(Stored data entries)
------------------------------------
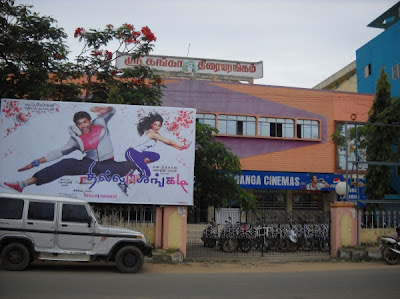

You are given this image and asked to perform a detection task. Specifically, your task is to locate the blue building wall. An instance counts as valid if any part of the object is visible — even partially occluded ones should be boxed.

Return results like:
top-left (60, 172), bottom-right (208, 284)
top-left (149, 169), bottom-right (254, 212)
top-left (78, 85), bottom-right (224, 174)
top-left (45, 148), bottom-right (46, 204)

top-left (356, 21), bottom-right (400, 98)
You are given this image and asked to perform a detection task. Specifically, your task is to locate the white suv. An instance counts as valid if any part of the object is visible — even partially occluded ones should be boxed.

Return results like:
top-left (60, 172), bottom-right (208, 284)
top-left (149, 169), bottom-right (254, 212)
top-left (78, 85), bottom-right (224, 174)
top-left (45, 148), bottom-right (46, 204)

top-left (0, 193), bottom-right (152, 273)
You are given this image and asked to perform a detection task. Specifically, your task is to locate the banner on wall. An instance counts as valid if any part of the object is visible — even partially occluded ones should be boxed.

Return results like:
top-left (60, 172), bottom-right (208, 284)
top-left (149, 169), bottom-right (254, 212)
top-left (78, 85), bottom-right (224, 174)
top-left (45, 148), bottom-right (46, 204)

top-left (235, 170), bottom-right (366, 200)
top-left (0, 99), bottom-right (196, 205)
------------------------------------
* **Prompt**
Copy out every one of the records above word for word, but omit the pictures.

* **Reply**
You are given this image and asked to perform a detection task. Specifically, your task is to locate the blue building wall. An instance counts as valid if any part of the object is visible — even partially occluded ones should be boxed.

Return results like:
top-left (60, 172), bottom-right (208, 284)
top-left (149, 169), bottom-right (254, 212)
top-left (78, 85), bottom-right (224, 174)
top-left (45, 148), bottom-right (46, 204)

top-left (356, 21), bottom-right (400, 98)
You are given this image and asked to perform a detection task. Specifically, your task is to locate the white suv. An instance counts as valid if any part of the object is visible — even partially occluded ones should be boxed.

Return results like:
top-left (60, 172), bottom-right (208, 284)
top-left (149, 169), bottom-right (254, 212)
top-left (78, 85), bottom-right (224, 174)
top-left (45, 148), bottom-right (46, 204)

top-left (0, 193), bottom-right (152, 273)
You are given this image and asked to perform a detection task. Specifically, your task is to locate the banner on wall. An instance counts as valid if any part of the object is visible — even partially occluded ones should be boxed.

Return results like:
top-left (60, 172), bottom-right (208, 284)
top-left (149, 169), bottom-right (254, 212)
top-left (78, 85), bottom-right (224, 174)
top-left (45, 148), bottom-right (46, 204)

top-left (235, 170), bottom-right (366, 200)
top-left (0, 99), bottom-right (196, 205)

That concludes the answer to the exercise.